GIVEN PASSAGE ->

══════

The category of the features has four classes. Table 2 shows the catalog of the first class used in the NLIS data bases.

Table 2 The catalog of the first feature class used in the NLIS map data bases.
1-------Surveying Control Point
2-------Hydrography
3-------residence
4-------transportation
5-------Pipe Line and City wall
6-------Topography (Terrain)
7-------Boundary
8------Vegetation
9------Others

The data in the NLIS map data bases are divided into several layers according to different classes and different geometric characteristics. An attribute code in the NLIS map data base is composed of three distinct subfields: a belongingness code, a category code and an identify code.

The belongingness code presented as five characters identifies the organization to which the data belongs.

The category code presented as six alphanumeric characters identifies the category to which the element belongs. It is structured as follows:


The identify code presented as six alphanumeric characters is only used to describe major features , such as cities and boundaries with political level equal to and higher than country, rail-way main road main river and lake. The tag in the category code indicates if there is an identify code for a certain element.

2. Data description Forms
To make the data base develop in an orderly way and to provide detailed information about data to users to evaluate the fitness for a particular use, the two kinds of data description forms are designed.

One is the overall form of the data source. It consists of the basic information of the map sheet, such as the name and number of the map, starting and ending latitude and longitude, the organization and dates of the map compilation and publication, the source material used to

Compile this map, the parameters of the projection, the size of the neat and diagonal lines, the number of layers of this map, and so on. another one is the form of data lineage in a layer. it should be filled one form for each layer of a map sheet. each one consists of the name and number of the layer, the data contents, the operator name and date for each data structuring, attribute assigning, data quality controlling, edge matching, coordinate converting, data updating, the quality evaluation, the coordinate converting coefficients, and other descriptions. These forms should be filled from the beginning to the end in the map data base development.

3. The design of the Digital Elevation Model (DEM)
Based on more than 10,000 sheets of topographic maps at the scales of 1:50,000 and 1:100,000, elevations of those points at the intersection of latitude and longitude lines are captured, to form a DEM for the whole country with 1:1,000,000-scale accuracy. The cell size in 28” . 125 * 18” 750 (latitude difference * longitude difference) . It approximates to 600m * 500m near 55 degrees north, 600m* 650m near 40 degrees north and 600m*800m near 20 degrees north. The elevation error allowed is less than 10m on the ground . The mean square error of elevation interpolation from the DEM is 75m in high mountains, 20m in lower mountains or hills, 1m in plains . The total number of points is about 25,000,000. the application of the DEM will be mentioned later in the paper.

4. Data Capturing and Editing
The positive films which are directly copied from the safety copies of 1:1,000,000-scale map sheets are used as data sources right now. The data captured from field surveying,photogrammetry and image processing will be sources as well.

The data are either manually digitized using the Calcomp 9100 digitizer with a resolution of 0.025mm and an absolute accuracy of 0.2m, or are scanned on the Textronix 4991 scanner. Normally hydrography and contours are scanned, while other features are manually digitized.

══════

TASK REQUIREMENTS ->
A) In the passage on the NLIS map data bases, how many characters make up the belongingness code?
B) List every subfield that makes up an attribute code, according to the passage on the NLIS map data bases.

SOURCE DATA ->

══════

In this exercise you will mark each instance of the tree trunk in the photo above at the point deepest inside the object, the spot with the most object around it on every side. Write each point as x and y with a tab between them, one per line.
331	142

══════

THE ANSWERS ->
A) Five characters.

B)
- Belongingness code
- Category code
- Identify code